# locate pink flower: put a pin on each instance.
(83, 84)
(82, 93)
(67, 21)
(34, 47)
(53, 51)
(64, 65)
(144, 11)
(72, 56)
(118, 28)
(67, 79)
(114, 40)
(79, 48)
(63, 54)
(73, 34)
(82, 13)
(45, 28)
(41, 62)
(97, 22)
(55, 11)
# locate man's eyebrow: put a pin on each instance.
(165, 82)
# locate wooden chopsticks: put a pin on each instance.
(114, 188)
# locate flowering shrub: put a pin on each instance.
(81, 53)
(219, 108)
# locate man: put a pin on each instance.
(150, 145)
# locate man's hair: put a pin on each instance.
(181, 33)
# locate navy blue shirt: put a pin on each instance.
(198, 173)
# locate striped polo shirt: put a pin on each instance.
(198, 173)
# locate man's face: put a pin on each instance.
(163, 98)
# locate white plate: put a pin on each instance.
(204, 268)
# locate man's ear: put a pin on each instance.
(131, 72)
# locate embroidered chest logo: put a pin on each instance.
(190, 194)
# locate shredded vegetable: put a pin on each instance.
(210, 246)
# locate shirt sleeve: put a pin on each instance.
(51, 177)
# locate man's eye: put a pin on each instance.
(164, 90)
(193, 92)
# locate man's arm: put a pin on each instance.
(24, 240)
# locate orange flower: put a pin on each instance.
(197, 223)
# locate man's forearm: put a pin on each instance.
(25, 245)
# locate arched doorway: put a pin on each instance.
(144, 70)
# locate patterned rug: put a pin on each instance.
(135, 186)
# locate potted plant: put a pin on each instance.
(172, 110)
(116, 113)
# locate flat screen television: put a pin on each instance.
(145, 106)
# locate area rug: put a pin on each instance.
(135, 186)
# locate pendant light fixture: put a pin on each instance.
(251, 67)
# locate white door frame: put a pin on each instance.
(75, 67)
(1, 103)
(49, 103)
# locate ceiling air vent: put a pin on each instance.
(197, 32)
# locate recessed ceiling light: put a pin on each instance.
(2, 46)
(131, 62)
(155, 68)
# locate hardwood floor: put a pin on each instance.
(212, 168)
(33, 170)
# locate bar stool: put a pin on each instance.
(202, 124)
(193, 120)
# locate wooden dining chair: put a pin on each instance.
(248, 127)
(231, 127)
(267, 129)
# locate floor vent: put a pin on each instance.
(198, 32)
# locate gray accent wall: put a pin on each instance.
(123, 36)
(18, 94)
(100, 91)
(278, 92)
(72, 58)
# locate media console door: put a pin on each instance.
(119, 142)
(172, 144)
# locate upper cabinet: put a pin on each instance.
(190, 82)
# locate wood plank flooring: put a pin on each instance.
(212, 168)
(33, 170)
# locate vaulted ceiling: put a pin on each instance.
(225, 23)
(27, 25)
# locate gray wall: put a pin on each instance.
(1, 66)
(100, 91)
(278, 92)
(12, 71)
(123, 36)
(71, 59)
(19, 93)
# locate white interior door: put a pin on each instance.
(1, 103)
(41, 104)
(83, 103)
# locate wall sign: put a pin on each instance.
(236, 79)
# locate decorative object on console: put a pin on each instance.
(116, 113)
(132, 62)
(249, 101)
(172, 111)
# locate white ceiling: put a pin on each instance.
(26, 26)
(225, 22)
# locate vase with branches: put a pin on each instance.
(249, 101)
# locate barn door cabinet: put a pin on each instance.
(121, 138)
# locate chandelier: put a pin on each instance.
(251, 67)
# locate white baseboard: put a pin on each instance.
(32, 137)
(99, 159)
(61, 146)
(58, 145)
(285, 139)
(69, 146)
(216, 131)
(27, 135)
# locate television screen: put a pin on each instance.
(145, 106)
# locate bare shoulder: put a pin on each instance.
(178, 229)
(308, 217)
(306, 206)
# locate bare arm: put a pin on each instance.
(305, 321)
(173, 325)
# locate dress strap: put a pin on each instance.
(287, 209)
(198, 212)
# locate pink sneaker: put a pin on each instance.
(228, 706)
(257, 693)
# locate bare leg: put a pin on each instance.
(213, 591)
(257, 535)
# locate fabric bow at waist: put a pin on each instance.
■ ■ ■ ■ ■ ■ ■
WHAT NEEDS TO BE DONE: Lay out every line of the items above as a Markdown table with two columns, Number and Line, numbering the rows in order and leaving out blank lines.

EXPECTED ANSWER:
| Number | Line |
|---|---|
| 1 | # locate pink flower: put a pin on each instance. |
| 2 | (83, 84) |
| 3 | (82, 93) |
| 4 | (67, 21) |
| 5 | (34, 47) |
| 6 | (53, 51) |
| 7 | (64, 65) |
| 8 | (144, 11) |
| 9 | (72, 56) |
| 10 | (118, 28) |
| 11 | (67, 79) |
| 12 | (114, 40) |
| 13 | (79, 48) |
| 14 | (63, 54) |
| 15 | (73, 34) |
| 16 | (82, 13) |
| 17 | (45, 28) |
| 18 | (41, 62) |
| 19 | (97, 22) |
| 20 | (55, 11) |
| 21 | # locate man's eyebrow: put a pin on each instance. |
| 22 | (165, 82) |
| 23 | # locate wooden chopsticks: put a pin on each instance. |
| 24 | (114, 188) |
| 25 | # locate flowering shrub: put a pin on each instance. |
| 26 | (81, 53) |
| 27 | (219, 108) |
| 28 | # locate man: put a pin on each instance. |
| 29 | (150, 145) |
| 30 | # locate man's hair: put a pin on each instance. |
| 31 | (181, 33) |
| 32 | # locate navy blue shirt: put a pin on each instance. |
| 33 | (198, 173) |
| 34 | # locate striped polo shirt: put a pin on each instance. |
| 35 | (198, 173) |
| 36 | # locate man's face: put a pin on each instance. |
| 37 | (163, 98) |
| 38 | # locate white plate: put a pin on each instance. |
| 39 | (204, 268) |
| 40 | # locate man's ear: put a pin on each instance. |
| 41 | (131, 72) |
| 42 | # locate embroidered chest logo: put a pin on each instance. |
| 43 | (190, 194) |
| 44 | # locate shredded vegetable: put a pin on each instance. |
| 45 | (210, 246) |
| 46 | # locate shirt sleeve: put a pin on each instance. |
| 47 | (51, 177) |
| 48 | # locate man's eye: put a pin on each instance. |
| 49 | (164, 90) |
| 50 | (193, 92) |
| 51 | # locate man's arm: put a pin on each instance. |
| 52 | (24, 240) |
| 53 | # locate orange flower: put a pin on each instance. |
| 54 | (197, 223) |
| 55 | # locate man's forearm: put a pin on each instance. |
| 56 | (25, 245) |
| 57 | # locate arched doorway: put a pin on each instance. |
| 58 | (144, 70) |
| 59 | # locate patterned rug: put a pin on each instance. |
| 60 | (135, 186) |
| 61 | # locate potted plant: put a pin on each instance. |
| 62 | (172, 110) |
| 63 | (116, 113) |
| 64 | # locate flat screen television: put a pin on each instance. |
| 65 | (145, 106) |
| 66 | # locate area rug: put a pin on each instance. |
| 67 | (135, 186) |
| 68 | # locate pendant light fixture: put a pin on each instance. |
| 69 | (251, 67) |
| 70 | # locate white door frame: put a pin on each instance. |
| 71 | (75, 67) |
| 72 | (1, 103) |
| 73 | (49, 103) |
| 74 | # locate ceiling air vent: put a pin on each instance. |
| 75 | (197, 32) |
| 76 | # locate recessed ceiling light: put a pin on each instance. |
| 77 | (2, 46) |
| 78 | (131, 62) |
| 79 | (155, 68) |
| 80 | # locate hardwood floor: put a pin on each instance. |
| 81 | (212, 168) |
| 82 | (33, 170) |
| 83 | # locate bar stool: put a pin on each instance. |
| 84 | (202, 124) |
| 85 | (193, 120) |
| 86 | # locate wooden dining chair: put a pin on each instance. |
| 87 | (248, 127) |
| 88 | (231, 127) |
| 89 | (267, 129) |
| 90 | # locate floor vent: put a pin on each instance. |
| 91 | (198, 32) |
| 92 | # locate gray accent wall: put a pin on each instance. |
| 93 | (123, 36) |
| 94 | (18, 94) |
| 95 | (100, 91) |
| 96 | (278, 92) |
| 97 | (72, 58) |
| 98 | # locate media console door: put a pin on each instance. |
| 99 | (119, 142) |
| 100 | (172, 144) |
| 101 | # locate upper cabinet: put a pin on each instance. |
| 102 | (190, 82) |
| 103 | # locate wood plank flooring: put a pin on each instance. |
| 104 | (212, 168) |
| 105 | (33, 170) |
| 106 | # locate vaulted ceiling: put a pin on each instance. |
| 107 | (225, 23) |
| 108 | (27, 25) |
| 109 | # locate gray wall: put a pin on each instance. |
| 110 | (1, 66) |
| 111 | (100, 91) |
| 112 | (278, 92) |
| 113 | (12, 71) |
| 114 | (123, 36) |
| 115 | (71, 59) |
| 116 | (19, 93) |
| 117 | # locate white interior door: put a pin on each instance. |
| 118 | (1, 103) |
| 119 | (41, 104) |
| 120 | (83, 103) |
| 121 | # locate wall sign: put a pin on each instance. |
| 122 | (236, 79) |
| 123 | # locate decorative object on console: put a pin on each instance. |
| 124 | (116, 113) |
| 125 | (132, 62) |
| 126 | (249, 101) |
| 127 | (172, 111) |
| 128 | # locate white ceiling: put a pin on each instance. |
| 129 | (26, 26) |
| 130 | (225, 22) |
| 131 | # locate vase with branches: put a pin on each instance. |
| 132 | (249, 101) |
| 133 | # locate barn door cabinet: put a pin on each instance. |
| 134 | (121, 138) |
| 135 | # locate chandelier: put a pin on each instance. |
| 136 | (251, 67) |
| 137 | # locate white baseboard: put a pin on each instance. |
| 138 | (32, 137) |
| 139 | (99, 159) |
| 140 | (61, 146) |
| 141 | (58, 145) |
| 142 | (285, 139) |
| 143 | (69, 146) |
| 144 | (216, 131) |
| 145 | (27, 135) |
| 146 | # locate television screen: put a pin on each instance. |
| 147 | (145, 106) |
| 148 | # locate bare shoulder: put a pin on each instance. |
| 149 | (178, 229) |
| 150 | (308, 217) |
| 151 | (306, 206) |
| 152 | # locate bare arm: put a pin on each instance. |
| 153 | (305, 321) |
| 154 | (173, 325) |
| 155 | # locate dress strap: put a pin on each instance. |
| 156 | (287, 209) |
| 157 | (198, 212) |
| 158 | # locate pink sneaker: put a pin on each instance. |
| 159 | (228, 706) |
| 160 | (257, 693) |
| 161 | # locate bare leg: put a pin on each instance. |
| 162 | (213, 591) |
| 163 | (257, 535) |
| 164 | # locate fabric bow at waist: put a pin on each instance. |